■ What is being asked:
Copy every record exactly, and keep the pictures out.
[START Data section]
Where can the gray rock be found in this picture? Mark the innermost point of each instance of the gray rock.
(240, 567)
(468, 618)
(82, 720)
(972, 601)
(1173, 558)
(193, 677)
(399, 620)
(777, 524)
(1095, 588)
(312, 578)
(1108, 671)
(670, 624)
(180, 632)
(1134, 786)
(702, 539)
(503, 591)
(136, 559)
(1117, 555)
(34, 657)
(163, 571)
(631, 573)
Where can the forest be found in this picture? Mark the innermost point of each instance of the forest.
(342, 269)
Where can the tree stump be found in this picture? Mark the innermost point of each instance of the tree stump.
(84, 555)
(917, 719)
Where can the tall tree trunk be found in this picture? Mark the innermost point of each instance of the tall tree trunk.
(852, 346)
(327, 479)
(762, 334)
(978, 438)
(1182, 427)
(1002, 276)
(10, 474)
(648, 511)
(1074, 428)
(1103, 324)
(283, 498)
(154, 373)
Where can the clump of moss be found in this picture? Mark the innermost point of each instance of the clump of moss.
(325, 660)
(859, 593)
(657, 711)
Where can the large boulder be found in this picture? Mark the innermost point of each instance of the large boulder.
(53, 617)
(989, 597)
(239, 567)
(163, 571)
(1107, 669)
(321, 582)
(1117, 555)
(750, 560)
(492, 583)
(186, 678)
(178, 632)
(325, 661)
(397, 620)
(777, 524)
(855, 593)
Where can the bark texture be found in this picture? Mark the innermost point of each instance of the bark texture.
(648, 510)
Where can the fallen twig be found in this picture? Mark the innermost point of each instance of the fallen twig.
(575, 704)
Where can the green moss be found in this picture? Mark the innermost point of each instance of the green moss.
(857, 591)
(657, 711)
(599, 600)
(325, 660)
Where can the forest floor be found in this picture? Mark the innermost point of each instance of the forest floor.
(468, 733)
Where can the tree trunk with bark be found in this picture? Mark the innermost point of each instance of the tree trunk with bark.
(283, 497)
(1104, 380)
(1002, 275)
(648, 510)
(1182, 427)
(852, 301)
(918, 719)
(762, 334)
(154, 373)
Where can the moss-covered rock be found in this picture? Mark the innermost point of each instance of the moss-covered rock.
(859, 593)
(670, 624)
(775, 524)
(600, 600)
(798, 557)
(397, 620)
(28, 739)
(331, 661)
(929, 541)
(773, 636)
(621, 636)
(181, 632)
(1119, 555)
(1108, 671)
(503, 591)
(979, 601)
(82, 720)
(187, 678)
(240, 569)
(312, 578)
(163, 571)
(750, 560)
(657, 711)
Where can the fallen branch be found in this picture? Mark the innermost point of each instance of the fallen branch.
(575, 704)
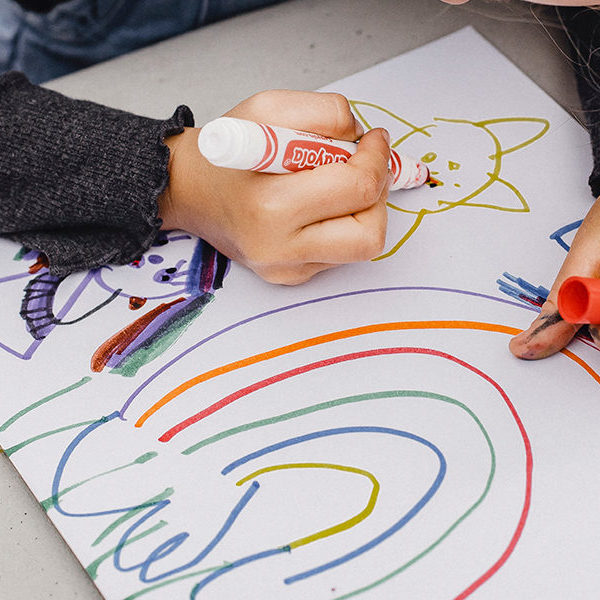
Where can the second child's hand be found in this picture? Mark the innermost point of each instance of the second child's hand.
(549, 333)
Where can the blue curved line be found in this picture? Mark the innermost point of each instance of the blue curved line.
(234, 565)
(557, 235)
(174, 542)
(382, 536)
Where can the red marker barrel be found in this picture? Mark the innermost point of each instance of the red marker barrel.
(579, 300)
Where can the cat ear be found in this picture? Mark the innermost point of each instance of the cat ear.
(371, 115)
(514, 133)
(498, 194)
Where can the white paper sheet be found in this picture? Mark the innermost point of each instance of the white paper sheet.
(365, 435)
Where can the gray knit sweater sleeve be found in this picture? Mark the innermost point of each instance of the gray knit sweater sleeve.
(80, 181)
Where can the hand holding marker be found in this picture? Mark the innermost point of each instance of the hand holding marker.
(579, 300)
(240, 144)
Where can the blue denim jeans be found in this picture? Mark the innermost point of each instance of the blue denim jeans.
(79, 33)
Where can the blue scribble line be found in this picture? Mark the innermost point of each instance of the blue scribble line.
(523, 291)
(361, 549)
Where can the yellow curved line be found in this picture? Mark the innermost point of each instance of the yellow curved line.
(355, 520)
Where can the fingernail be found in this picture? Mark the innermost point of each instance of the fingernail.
(358, 128)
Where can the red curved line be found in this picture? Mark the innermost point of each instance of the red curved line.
(398, 350)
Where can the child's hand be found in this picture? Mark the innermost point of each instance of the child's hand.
(286, 227)
(549, 333)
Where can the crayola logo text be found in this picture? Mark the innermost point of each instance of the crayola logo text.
(307, 154)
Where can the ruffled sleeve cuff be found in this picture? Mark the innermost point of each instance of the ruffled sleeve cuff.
(80, 181)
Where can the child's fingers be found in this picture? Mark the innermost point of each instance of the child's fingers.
(347, 239)
(327, 114)
(549, 333)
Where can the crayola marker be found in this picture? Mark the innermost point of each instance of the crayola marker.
(241, 144)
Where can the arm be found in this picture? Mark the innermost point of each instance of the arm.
(89, 185)
(549, 333)
(80, 181)
(287, 227)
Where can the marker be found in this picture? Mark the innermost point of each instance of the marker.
(579, 300)
(241, 144)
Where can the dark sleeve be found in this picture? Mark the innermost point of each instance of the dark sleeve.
(582, 26)
(39, 5)
(79, 181)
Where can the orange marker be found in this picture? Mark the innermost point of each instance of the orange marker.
(579, 300)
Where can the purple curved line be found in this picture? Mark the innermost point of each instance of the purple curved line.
(268, 313)
(103, 285)
(13, 277)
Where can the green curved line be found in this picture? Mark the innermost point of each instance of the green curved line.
(41, 436)
(362, 398)
(38, 403)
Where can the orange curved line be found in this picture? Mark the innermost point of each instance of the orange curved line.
(315, 341)
(339, 335)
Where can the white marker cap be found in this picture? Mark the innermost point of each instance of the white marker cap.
(232, 143)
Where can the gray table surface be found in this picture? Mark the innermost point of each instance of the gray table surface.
(299, 44)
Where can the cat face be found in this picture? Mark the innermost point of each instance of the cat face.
(470, 173)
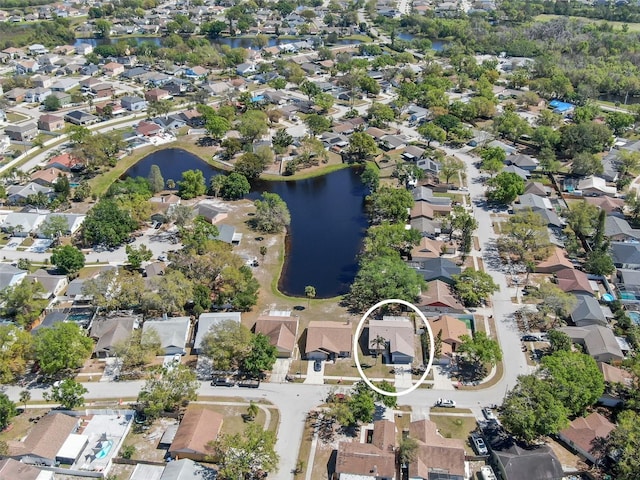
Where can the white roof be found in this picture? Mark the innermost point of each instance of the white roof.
(72, 446)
[END Data section]
■ Exercise answer:
Where can the gray rock be found in this picture? Mark the innermost point of each instance of the gray rock.
(240, 567)
(468, 618)
(82, 720)
(972, 601)
(1173, 558)
(193, 677)
(399, 620)
(777, 524)
(1095, 588)
(312, 578)
(1108, 671)
(670, 624)
(180, 632)
(1134, 786)
(702, 539)
(503, 591)
(136, 559)
(1117, 555)
(34, 657)
(163, 571)
(631, 573)
Where can the forest be found in this picture? Mark the innermost point of each instance of the forest.
(342, 269)
Where can the tree stump be found in this picture? Mark the innermost point of each instance of the tree stump.
(84, 555)
(917, 719)
Where can the tall tree trunk be found in this picture? Mark the innermost point of each instance of the tall tree trunk.
(852, 346)
(327, 479)
(762, 334)
(978, 438)
(1182, 427)
(1002, 276)
(10, 474)
(648, 511)
(1074, 428)
(1103, 324)
(283, 498)
(154, 373)
Where can the clump of moss be found in this picture? Mark the innermost point of each instance of the clump of moss.
(325, 660)
(859, 593)
(657, 711)
Where can the large boulder be found in this picture? Mark the innermost point of each instance of the large boulder.
(53, 617)
(989, 597)
(239, 567)
(163, 571)
(1107, 669)
(321, 582)
(1117, 555)
(750, 560)
(492, 583)
(186, 678)
(178, 632)
(325, 661)
(397, 620)
(777, 524)
(855, 593)
Where can the bark texture be found in this picture? Mark the innermost point of each instance of the bark texture.
(648, 510)
Where can the fallen twig be found in this picture? Mark the innermost point of each instance of the fallen twig.
(575, 704)
Where can the green moss be found in this picture? Mark the innermost point of each instance of the green moss.
(857, 591)
(657, 711)
(599, 600)
(325, 660)
Where can the forest floor be found in this picture? Mark the innermost point of each instance of the forest floor.
(468, 733)
Where can the tree trunk with bark be found in this picture? Mark the innermost point of each instance of the tree trunk with bark.
(283, 497)
(1104, 380)
(1002, 275)
(648, 510)
(1182, 427)
(852, 301)
(918, 719)
(762, 334)
(154, 373)
Where can the moss-covered rock be found in this picture? Mark the innermost point of each instance of the moss-covered rock.
(859, 593)
(670, 624)
(775, 524)
(600, 600)
(798, 557)
(397, 620)
(28, 739)
(331, 661)
(929, 541)
(773, 636)
(621, 636)
(181, 632)
(1119, 555)
(1108, 671)
(503, 591)
(979, 601)
(82, 720)
(187, 678)
(240, 569)
(312, 578)
(163, 571)
(750, 560)
(657, 711)
Where can the fallen branch be found in this picture? Mark the innermost point of each instance of the fallen branch.
(575, 704)
Where can the second child's hand be found in this picture? Mark the innermost point of each instance of the second child's hand.
(549, 333)
Where can the blue curved line be found in this picture? Mark the innermost point of each instance of the blue curved line.
(234, 565)
(557, 235)
(174, 542)
(382, 536)
Where can the red marker barrel be found in this picture? Mark the innermost point of each instance of the red marker barrel.
(579, 300)
Where can the cat ear be found in this picture? Mark the innermost point of each instance of the cat ear.
(371, 115)
(514, 133)
(498, 194)
Where can the white paper sheet be found in this picture? Mark the innermost point of each instance of the white paper sheet.
(365, 435)
Where can the gray knit sweater sleeve be found in this picture? Mark the innermost point of each instance of the gray knit sweater sleeve.
(80, 181)
Where can the hand holding marker be found in this picture? Mark the innermost point of each instance of the hand holding marker.
(579, 300)
(240, 144)
Where can the blue denim jeans be found in this picture? Mark the innermost point of each instance of the blue denim jeans.
(79, 33)
Where can the blue scribble line be found in this picture? Mark the innermost point of each instance of the blue scribble line.
(523, 291)
(361, 549)
Where can the yellow curved line be found in this picture? Mark the innermost point of each instance of the yellow curved line.
(355, 520)
Where can the fingernail be found in this picture? Mark the innermost point of each instance of the fingernail.
(358, 128)
Where can the red curved line be found in this picture? Mark the innermost point of each instance of the red curved line.
(398, 350)
Where can the child's hand be found in this picture? Mark the innermost point of each instance of the child's hand.
(286, 227)
(549, 333)
Where can the crayola logo text be found in this picture? Mark the innermost point of each instance of the crayola logo text.
(307, 154)
Where can the ruffled sleeve cuff be found in this picture? Mark the innermost point of each instance of the ruffled sleeve cuff.
(80, 181)
Where can the child's fingers be found in this picture? Mark the innermost point of each instance of the child's fingers.
(347, 239)
(327, 114)
(549, 333)
Where can the crayola marker be found in this picture? Mark the innermost point of each instance of the crayola marker.
(241, 144)
Where can the arm be found in this picture? Mark the innermost point of each instance of the arm.
(89, 185)
(549, 333)
(80, 181)
(287, 227)
Where can the marker be found in this picture? Mark the innermost point of each instance of the marker.
(579, 300)
(241, 144)
Where can the dark sleeve be found in this picture? Mark the innermost point of each instance of the dark sleeve.
(582, 26)
(39, 5)
(79, 181)
Where can the orange marker be found in this picture? Mark the innermost point of each instance of the orange marker.
(579, 300)
Where can the purple curved line be found in this picture? Mark the innermost point of each instance of the purple curved line.
(268, 313)
(103, 285)
(13, 277)
Where can the green curved line be found in this picture? Mark the innermost point of each instance of the green curved line.
(41, 436)
(362, 398)
(38, 403)
Where can the orange curved line be found in this picture? Mark the innermost point of each instance of the orange curved line.
(315, 341)
(339, 335)
Where can the white marker cap be found in this picture? Mark the innermost point of each instance of the white marker cap.
(232, 143)
Where can the gray table surface be found in this picture? Mark the innermost point of each instance of the gray table surface.
(299, 44)
Where can the cat face be found in this picture? Mark the innermost point of each instance of the cat face.
(470, 173)
Where can the white roof be found in this picture? Mark the innermost point of each instance of the white roof.
(72, 446)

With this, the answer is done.